## Records for the exercise
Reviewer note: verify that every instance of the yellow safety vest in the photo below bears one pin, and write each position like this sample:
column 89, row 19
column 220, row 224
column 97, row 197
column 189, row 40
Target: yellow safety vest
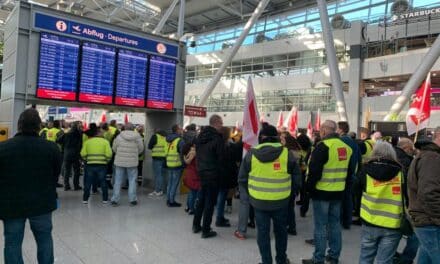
column 270, row 181
column 96, row 150
column 369, row 145
column 160, row 149
column 52, row 133
column 335, row 170
column 382, row 203
column 173, row 157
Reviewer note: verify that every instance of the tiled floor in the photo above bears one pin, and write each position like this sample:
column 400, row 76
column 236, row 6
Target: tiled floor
column 152, row 233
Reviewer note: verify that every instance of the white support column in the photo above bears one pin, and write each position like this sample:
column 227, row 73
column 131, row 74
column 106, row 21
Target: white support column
column 165, row 17
column 416, row 79
column 335, row 75
column 181, row 25
column 251, row 22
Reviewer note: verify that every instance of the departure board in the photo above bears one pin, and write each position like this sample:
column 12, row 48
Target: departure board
column 161, row 81
column 131, row 81
column 58, row 67
column 97, row 73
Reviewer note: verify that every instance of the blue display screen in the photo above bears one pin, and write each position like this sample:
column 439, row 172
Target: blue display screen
column 97, row 73
column 58, row 67
column 161, row 81
column 131, row 81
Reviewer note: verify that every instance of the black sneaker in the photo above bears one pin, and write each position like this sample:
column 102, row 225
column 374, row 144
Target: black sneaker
column 196, row 229
column 310, row 241
column 209, row 234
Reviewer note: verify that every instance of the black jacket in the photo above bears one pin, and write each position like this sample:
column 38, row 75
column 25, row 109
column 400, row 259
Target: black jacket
column 210, row 149
column 29, row 167
column 269, row 154
column 71, row 143
column 318, row 159
column 379, row 169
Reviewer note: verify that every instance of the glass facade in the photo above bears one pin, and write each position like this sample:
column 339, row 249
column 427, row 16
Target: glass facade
column 291, row 25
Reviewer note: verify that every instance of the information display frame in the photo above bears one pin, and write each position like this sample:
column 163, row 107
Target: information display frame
column 45, row 93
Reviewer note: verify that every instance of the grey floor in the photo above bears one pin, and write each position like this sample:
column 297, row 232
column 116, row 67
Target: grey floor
column 152, row 233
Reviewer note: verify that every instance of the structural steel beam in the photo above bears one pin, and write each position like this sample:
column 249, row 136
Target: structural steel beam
column 416, row 79
column 335, row 75
column 251, row 22
column 165, row 17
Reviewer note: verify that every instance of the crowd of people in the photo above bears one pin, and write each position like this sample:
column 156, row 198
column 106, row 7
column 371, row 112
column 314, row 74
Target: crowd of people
column 390, row 186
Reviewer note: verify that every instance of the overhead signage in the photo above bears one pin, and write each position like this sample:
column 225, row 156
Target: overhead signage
column 417, row 14
column 61, row 25
column 195, row 111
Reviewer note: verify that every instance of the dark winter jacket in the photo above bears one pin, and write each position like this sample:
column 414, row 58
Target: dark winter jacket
column 379, row 169
column 71, row 143
column 210, row 154
column 29, row 169
column 318, row 159
column 269, row 154
column 424, row 186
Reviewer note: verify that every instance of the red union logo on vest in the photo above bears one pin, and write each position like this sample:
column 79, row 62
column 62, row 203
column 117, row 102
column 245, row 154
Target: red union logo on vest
column 342, row 154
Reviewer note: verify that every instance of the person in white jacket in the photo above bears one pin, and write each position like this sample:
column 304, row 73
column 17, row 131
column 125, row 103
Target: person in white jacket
column 127, row 147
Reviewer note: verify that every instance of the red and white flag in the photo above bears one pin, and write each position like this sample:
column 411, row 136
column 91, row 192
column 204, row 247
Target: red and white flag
column 280, row 122
column 250, row 119
column 318, row 121
column 309, row 126
column 419, row 111
column 292, row 121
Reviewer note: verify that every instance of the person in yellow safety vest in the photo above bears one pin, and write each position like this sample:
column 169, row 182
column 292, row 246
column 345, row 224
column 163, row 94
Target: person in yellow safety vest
column 381, row 184
column 174, row 164
column 96, row 153
column 140, row 130
column 269, row 174
column 329, row 172
column 159, row 147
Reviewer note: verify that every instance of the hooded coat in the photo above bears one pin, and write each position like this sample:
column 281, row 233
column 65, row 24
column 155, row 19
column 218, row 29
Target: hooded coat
column 424, row 186
column 381, row 170
column 127, row 147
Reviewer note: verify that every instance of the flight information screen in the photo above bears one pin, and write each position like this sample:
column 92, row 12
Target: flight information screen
column 131, row 80
column 161, row 81
column 97, row 73
column 58, row 67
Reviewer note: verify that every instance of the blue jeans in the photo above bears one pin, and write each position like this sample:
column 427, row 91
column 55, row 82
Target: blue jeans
column 158, row 170
column 410, row 252
column 191, row 199
column 93, row 174
column 378, row 243
column 120, row 173
column 173, row 183
column 327, row 221
column 41, row 227
column 429, row 239
column 279, row 218
column 221, row 200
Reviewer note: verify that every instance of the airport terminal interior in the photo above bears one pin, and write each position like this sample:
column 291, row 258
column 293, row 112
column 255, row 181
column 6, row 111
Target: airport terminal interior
column 147, row 62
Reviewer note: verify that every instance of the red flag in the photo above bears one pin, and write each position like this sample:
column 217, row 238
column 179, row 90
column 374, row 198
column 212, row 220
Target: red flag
column 103, row 117
column 318, row 121
column 309, row 126
column 280, row 122
column 419, row 111
column 292, row 123
column 250, row 119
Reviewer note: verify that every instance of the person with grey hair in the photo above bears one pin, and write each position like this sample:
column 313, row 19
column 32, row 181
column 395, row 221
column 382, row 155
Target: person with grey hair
column 127, row 146
column 29, row 168
column 424, row 197
column 380, row 183
column 329, row 172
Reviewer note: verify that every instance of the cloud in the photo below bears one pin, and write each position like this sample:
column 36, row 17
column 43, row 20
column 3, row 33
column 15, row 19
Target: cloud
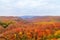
column 29, row 7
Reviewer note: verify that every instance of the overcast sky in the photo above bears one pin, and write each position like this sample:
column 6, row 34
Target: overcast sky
column 29, row 7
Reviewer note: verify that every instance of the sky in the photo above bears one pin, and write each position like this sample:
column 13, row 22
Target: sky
column 29, row 7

## Work instruction
In the listing above, locate the line with "column 225, row 156" and the line with "column 218, row 29", then extract exactly those lines and every line between them, and nothing more.

## Written reply
column 225, row 156
Target: overhead signage
column 417, row 14
column 61, row 25
column 195, row 111
Reviewer note: verify that every instance of the dark winter jacket in the photo above bears one pin, and write each position like this sample:
column 414, row 58
Target: dark winter jacket
column 379, row 169
column 71, row 143
column 210, row 154
column 29, row 169
column 318, row 159
column 269, row 154
column 424, row 186
Reviewer note: verify that every instance of the red union logo on vest in the photo above bears one pin, and write each position like this sample:
column 79, row 62
column 62, row 203
column 117, row 102
column 245, row 154
Target: red union logo on vest
column 342, row 154
Reviewer note: verify that every instance of the person in white jacket in the photo above bears one pin, and write each position like this sample:
column 304, row 73
column 17, row 131
column 125, row 103
Target: person in white jacket
column 127, row 147
Reviewer note: verify that every instance of the red and white flag in the photo above bears one pin, and write each position like this sample:
column 411, row 136
column 91, row 192
column 204, row 247
Target: red and white flag
column 280, row 122
column 250, row 119
column 318, row 121
column 309, row 126
column 419, row 111
column 292, row 121
Reviewer note: verify that every instance of the person in yellow safety vest in the photo above bears one pin, and write each position like this sample:
column 169, row 182
column 292, row 246
column 345, row 224
column 163, row 94
Target: person in yellow safety vest
column 381, row 184
column 174, row 164
column 96, row 153
column 140, row 130
column 269, row 174
column 329, row 172
column 159, row 147
Reviewer note: verify that every instance of the hooded coat in the photo above bears one pin, and write each position like this sample:
column 281, row 233
column 65, row 24
column 155, row 19
column 218, row 29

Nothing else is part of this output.